--- Provided passage ---
Hi Matt,
I'm for exploring this. I'd be happy to see the reduction in complexity in
the i/o and frontends alone, but the performance benefits are definitely
needed. I'm happy to volunteer largish particle datasets to this effort.
Britton
On Wed, Jan 8, 2020 at 8:31 PM Matthew Turk
Hi folks,
Over the last little while, I've been looking at this issue and having some thoughts:
https://github.com/yt-project/yt/issues/2383
Back when yt-3.0 was first set up, it was built-in that the arrays were all pre-allocated before being read. (An important note about this is that this *pre-dates* the demeshening.) What this means is that typically the process of reading data from any type of frontend goes something like this:
* _identify_base_chunk -> figure out how big the whole thing is * either read, or subdivide into chunks
When a chunk is read -- which includes the chunk style "all" that reads all the data in a given data object in a single go -- the destination buffer is preallocated. For grid objects, this can be done without reading any data off of disk. The process is still expensive, but we cache the most-recently-used grid mask every time we count a given grid.
For particles, however, the case is different. Determining selections of particles requires IO (our bitmap indices can only provide an upper bound) and so calling identify_base_chunk, if it needs to size the thing, will read data from disk. But, by the time we had implemented a nice indexing scheme for particles, we had wedded ourselves to this, and so it got implemented this way. It was one unrelated design decision that was applied out of context.

--- Problems and tasks ---
1. In the yt email thread, what does Britton offer to volunteer?
2. Please carry the yt email thread forward from its last sentence, keeping Matt's voice.
The data that comes next has no connection to the yt email thread.

--- Recorded information ---
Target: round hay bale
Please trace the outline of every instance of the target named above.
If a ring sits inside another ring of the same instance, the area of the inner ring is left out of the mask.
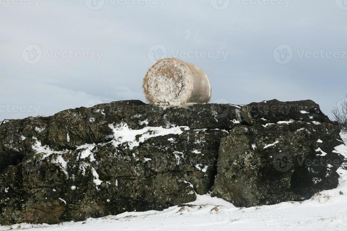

--- Results for the exercise ---
1. Largish particle datasets.

2.
Now, you might ask yourself, why do we do that anyway? Why know how big something is? Well, it's because our old method (pre-3.0) was along these lines:
* read each grid, one at a time (remember we only had grid support) and then mask them * at the end, concatenate the arrays all together
For reasonably sized data, this isn't so bad. The biggest problem is that of fragmentation and copying -- we're making lots of little-ish arrays in step 1, and in step 2, we make a single big array and copy each one in, then de-allocate. This was the most painful when we read a gigantic data object in all at once. We want to avoid the issue of reading some 1024^3 dataset and then having a moment when the memory doubles.
But, in contrast to before, now almost all of our operations are chunked (what we used to call "lazy") and so don't need to be able to read a gigantic array for most things. Mind you, if you do ds.r[:]["something"] it'll still read it in, but that is much, much less common than it was before.
So what I have explored a bit is what happens if, for particle datasets, we get rid of this notion that we need to know how big something is (or rather, *exactly* how big) before we do any IO? And, it turns out, it does make a difference -- a non-negligible one, in fact, for times when the cost of reallocating and copying is not that big.
(There are some numbers on the issue I linked above.)
So that's a pretty long, rambly dive into things, but here's the thing I wanted to bring up: I'd like to explore not pre-allocating memory or pre-counting items in the chunking and IO systems. But it's exploratory, and I don't know if it will pan out. So, I'd like to invite if anyone is interested, to try it out with me, and if you have objections, now would be a perfect time to raise them.
I'll post this email here as well: https://github.com/yt-project/yt/issues/2412 so if you're interested, subscribe to that issue.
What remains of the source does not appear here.